Start GIVEN ENTRIES

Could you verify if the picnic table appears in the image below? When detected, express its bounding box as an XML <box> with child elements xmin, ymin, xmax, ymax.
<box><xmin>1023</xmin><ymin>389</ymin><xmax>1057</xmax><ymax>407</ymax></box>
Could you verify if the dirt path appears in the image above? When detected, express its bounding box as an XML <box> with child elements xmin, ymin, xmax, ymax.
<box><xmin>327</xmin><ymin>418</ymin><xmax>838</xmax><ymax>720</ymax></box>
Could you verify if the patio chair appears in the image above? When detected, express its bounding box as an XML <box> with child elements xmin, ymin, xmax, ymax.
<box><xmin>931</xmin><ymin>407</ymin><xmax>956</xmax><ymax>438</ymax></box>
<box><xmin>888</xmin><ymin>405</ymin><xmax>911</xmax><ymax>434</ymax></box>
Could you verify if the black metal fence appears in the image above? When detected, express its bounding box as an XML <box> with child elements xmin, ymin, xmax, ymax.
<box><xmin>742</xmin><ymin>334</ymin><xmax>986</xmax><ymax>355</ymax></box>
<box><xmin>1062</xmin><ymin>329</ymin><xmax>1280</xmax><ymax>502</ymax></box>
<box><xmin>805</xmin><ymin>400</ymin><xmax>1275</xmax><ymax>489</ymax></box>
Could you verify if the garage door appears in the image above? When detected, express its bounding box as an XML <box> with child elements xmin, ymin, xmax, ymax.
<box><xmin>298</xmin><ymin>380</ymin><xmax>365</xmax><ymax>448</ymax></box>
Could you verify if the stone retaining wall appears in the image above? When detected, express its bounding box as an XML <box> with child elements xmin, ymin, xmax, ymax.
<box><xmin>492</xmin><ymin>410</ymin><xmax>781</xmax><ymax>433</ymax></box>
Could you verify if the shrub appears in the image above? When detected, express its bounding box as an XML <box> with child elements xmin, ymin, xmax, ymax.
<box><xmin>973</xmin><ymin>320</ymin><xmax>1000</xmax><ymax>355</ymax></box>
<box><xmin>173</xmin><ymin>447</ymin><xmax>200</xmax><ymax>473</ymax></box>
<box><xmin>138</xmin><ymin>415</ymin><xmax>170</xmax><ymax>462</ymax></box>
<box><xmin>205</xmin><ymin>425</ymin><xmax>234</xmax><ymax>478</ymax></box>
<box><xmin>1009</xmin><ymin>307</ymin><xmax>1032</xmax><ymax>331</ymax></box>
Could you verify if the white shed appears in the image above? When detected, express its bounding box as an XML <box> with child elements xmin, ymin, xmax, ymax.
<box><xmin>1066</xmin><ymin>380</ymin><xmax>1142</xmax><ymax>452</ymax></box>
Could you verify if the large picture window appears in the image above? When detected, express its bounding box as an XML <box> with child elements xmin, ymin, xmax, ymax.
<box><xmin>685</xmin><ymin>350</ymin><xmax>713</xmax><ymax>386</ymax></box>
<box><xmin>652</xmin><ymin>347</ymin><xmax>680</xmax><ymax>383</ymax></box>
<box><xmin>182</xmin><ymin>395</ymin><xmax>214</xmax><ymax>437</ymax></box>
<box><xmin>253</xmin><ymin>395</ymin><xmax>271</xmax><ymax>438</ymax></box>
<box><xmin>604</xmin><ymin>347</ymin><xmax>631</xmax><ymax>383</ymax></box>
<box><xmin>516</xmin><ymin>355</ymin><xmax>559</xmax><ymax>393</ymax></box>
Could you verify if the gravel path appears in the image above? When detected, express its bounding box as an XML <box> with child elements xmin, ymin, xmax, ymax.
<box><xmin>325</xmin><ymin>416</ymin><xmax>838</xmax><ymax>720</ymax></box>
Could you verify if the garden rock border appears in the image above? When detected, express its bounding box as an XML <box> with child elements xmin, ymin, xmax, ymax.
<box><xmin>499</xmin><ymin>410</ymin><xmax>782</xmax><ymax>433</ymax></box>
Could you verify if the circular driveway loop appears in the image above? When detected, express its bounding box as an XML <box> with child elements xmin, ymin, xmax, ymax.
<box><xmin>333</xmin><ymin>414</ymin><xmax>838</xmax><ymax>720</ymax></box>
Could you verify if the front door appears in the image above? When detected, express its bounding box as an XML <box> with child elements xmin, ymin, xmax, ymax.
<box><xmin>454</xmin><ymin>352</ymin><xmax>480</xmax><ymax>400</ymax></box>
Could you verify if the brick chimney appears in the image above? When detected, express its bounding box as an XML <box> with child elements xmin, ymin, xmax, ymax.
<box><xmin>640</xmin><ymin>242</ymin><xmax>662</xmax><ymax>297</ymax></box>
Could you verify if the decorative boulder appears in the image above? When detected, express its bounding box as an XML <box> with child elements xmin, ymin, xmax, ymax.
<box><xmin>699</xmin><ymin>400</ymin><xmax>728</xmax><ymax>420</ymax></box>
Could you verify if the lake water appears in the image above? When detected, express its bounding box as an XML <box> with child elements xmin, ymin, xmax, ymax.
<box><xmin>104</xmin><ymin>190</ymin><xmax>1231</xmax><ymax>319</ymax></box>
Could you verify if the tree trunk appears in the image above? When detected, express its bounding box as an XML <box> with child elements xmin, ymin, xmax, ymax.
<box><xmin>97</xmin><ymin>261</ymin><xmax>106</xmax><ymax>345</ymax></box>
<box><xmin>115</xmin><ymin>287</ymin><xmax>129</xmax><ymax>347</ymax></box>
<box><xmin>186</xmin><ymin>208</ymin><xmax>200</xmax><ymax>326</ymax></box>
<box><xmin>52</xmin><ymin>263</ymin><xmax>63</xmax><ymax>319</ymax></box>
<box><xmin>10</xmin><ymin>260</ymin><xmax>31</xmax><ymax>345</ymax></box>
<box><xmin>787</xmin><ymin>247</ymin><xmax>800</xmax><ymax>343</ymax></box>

End GIVEN ENTRIES
Start GIVEN ENTRIES

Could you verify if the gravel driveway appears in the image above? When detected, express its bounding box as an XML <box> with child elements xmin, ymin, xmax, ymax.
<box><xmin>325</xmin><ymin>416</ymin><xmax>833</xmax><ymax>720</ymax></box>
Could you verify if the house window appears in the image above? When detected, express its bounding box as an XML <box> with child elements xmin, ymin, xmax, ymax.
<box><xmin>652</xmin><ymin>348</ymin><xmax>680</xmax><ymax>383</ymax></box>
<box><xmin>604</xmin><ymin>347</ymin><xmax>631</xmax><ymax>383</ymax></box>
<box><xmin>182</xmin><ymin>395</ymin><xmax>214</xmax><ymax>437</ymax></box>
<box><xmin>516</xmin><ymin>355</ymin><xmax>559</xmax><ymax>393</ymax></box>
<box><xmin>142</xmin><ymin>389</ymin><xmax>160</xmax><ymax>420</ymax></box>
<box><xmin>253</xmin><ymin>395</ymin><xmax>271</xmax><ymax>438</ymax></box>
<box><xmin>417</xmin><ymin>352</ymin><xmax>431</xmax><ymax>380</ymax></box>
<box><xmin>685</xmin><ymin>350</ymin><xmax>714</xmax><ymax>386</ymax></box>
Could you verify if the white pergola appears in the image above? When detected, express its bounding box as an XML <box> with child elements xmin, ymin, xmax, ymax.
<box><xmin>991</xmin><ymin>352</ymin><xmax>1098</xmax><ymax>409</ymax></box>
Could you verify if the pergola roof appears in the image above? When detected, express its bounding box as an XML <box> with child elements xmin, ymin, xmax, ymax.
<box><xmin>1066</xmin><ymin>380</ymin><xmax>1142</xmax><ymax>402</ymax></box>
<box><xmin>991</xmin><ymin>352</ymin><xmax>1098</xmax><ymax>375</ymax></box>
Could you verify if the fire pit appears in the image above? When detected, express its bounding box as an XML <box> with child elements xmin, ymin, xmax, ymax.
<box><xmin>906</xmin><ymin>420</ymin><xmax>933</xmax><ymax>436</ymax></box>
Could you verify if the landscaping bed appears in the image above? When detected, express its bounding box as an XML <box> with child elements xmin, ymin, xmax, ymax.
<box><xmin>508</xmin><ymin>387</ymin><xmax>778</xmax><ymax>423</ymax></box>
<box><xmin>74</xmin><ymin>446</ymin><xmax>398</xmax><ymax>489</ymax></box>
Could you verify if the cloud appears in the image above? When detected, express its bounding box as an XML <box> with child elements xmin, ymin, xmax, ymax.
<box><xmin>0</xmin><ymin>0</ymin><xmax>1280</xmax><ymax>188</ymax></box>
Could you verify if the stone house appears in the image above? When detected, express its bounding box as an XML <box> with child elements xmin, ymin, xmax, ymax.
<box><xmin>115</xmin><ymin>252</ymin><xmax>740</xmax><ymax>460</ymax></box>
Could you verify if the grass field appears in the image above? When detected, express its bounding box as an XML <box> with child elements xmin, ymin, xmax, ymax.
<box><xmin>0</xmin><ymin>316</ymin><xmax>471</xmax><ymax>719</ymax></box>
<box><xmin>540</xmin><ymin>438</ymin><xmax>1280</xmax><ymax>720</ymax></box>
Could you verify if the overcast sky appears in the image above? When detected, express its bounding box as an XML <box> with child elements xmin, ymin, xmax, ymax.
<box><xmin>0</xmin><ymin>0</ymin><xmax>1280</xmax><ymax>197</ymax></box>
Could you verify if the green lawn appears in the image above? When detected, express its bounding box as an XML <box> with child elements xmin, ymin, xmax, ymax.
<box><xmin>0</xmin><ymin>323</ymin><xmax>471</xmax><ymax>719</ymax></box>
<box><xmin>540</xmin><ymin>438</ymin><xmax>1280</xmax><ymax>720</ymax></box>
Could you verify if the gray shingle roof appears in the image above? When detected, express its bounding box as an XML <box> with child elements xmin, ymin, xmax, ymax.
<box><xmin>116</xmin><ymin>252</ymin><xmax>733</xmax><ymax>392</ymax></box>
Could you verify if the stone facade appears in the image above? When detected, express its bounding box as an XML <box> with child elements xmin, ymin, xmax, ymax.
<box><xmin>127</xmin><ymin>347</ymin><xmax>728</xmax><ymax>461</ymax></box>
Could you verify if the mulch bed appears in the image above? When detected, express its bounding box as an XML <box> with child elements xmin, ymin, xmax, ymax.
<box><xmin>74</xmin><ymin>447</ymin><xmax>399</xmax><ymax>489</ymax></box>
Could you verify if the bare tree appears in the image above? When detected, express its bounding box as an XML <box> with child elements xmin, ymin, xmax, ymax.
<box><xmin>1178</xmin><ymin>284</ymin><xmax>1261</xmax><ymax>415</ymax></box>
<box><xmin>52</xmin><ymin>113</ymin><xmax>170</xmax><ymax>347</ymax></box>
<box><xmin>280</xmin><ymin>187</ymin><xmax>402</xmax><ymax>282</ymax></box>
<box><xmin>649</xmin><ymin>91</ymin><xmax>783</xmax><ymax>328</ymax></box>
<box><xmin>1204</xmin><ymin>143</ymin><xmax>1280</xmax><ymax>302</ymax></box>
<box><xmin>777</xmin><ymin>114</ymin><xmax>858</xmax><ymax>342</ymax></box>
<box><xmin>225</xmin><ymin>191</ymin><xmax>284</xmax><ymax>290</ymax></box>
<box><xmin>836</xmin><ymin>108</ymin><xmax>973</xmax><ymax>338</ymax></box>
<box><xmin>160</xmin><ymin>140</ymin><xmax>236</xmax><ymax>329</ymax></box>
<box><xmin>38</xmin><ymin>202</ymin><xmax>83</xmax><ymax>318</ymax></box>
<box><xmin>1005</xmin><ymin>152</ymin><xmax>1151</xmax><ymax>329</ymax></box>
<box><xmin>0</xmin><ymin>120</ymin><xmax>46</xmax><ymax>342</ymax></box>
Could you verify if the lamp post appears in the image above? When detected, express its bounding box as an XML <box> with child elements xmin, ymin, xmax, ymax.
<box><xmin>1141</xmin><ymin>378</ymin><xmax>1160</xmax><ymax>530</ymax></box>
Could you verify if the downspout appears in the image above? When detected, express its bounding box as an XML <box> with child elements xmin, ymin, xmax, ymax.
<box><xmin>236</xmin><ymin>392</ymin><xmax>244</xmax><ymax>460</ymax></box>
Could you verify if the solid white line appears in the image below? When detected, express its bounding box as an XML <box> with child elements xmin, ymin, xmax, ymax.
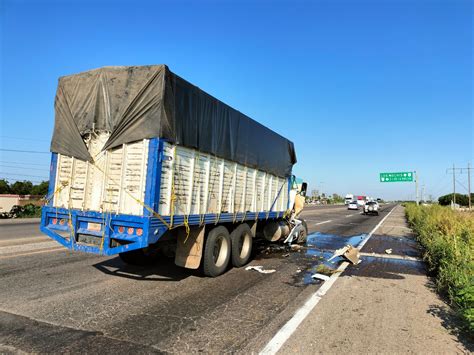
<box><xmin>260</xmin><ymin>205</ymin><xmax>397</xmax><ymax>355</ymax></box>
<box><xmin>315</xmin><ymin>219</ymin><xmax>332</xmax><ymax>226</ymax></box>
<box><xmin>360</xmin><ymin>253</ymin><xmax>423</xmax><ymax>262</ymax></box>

End GIVEN ENTRIES

Copy out each line of the material above that contains the word "patio".

Could you verify if the patio chair appears in the image above? When detected, express its bounding box as an XML <box> with child elements xmin, ymin, xmax, ymax.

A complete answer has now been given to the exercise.